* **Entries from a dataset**
⁂

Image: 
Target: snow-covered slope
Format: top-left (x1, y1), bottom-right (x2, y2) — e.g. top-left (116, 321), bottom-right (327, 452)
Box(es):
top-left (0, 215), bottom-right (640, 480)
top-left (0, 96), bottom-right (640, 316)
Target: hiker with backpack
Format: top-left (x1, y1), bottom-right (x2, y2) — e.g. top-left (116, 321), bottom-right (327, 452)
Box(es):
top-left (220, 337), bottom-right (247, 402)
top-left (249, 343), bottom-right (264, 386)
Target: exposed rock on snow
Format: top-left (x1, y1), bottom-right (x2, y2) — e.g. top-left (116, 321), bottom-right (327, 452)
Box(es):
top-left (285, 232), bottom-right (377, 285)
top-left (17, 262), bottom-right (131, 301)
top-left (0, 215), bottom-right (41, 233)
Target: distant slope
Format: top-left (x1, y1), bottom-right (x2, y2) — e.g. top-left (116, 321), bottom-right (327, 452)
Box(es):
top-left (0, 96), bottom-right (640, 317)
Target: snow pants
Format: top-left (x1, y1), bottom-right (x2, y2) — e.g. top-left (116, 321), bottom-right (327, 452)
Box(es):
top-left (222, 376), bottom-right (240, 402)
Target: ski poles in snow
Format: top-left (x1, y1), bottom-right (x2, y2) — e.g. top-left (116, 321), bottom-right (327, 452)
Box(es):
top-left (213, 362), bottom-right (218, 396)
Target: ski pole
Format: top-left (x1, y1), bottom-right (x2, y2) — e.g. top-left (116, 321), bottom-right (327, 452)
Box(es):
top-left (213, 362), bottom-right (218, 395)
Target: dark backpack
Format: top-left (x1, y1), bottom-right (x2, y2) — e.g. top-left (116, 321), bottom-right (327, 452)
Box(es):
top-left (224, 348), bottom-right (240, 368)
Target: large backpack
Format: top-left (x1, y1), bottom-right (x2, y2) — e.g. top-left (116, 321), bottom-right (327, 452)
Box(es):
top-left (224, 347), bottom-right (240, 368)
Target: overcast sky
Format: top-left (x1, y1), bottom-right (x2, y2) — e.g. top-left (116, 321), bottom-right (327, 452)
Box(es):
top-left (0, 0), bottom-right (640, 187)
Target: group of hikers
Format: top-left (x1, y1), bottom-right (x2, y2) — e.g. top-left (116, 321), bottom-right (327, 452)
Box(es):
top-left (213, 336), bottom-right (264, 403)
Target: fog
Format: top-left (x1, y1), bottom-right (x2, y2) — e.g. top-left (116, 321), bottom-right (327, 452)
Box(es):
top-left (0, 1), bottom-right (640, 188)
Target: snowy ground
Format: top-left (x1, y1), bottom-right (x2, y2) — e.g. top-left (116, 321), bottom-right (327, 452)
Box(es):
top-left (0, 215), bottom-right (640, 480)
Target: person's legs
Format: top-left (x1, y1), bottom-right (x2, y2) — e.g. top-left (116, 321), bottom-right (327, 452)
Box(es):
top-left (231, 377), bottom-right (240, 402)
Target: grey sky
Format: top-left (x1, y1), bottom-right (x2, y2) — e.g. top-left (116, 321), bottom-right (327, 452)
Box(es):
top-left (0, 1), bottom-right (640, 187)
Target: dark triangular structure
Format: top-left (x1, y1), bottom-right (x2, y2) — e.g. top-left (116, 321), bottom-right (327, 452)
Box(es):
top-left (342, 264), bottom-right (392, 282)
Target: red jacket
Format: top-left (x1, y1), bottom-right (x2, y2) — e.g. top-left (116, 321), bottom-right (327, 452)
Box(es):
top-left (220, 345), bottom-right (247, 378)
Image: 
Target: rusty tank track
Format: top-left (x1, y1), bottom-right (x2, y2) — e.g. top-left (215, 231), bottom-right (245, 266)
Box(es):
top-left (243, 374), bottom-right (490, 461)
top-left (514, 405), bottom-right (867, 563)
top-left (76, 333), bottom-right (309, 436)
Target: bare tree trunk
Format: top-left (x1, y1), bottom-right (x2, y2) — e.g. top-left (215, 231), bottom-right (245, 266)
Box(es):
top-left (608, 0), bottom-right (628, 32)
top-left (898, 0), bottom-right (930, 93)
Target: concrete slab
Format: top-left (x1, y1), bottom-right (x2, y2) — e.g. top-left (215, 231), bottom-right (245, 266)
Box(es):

⁂

* **Job**
Update the lines from the one containing "Target: bare tree trunk" through the end of the listing, inclusive, so that "concrete slab" becomes "stone slab" and everything else stays the same.

* **Task output**
Target: bare tree trunk
Format: top-left (x1, y1), bottom-right (x2, y2) — e.g. top-left (215, 231), bottom-right (245, 266)
Box(es):
top-left (608, 0), bottom-right (628, 32)
top-left (898, 0), bottom-right (930, 93)
Target: stone slab
Format: top-left (x1, y1), bottom-right (x2, y2) — e.g. top-left (215, 231), bottom-right (245, 266)
Box(es):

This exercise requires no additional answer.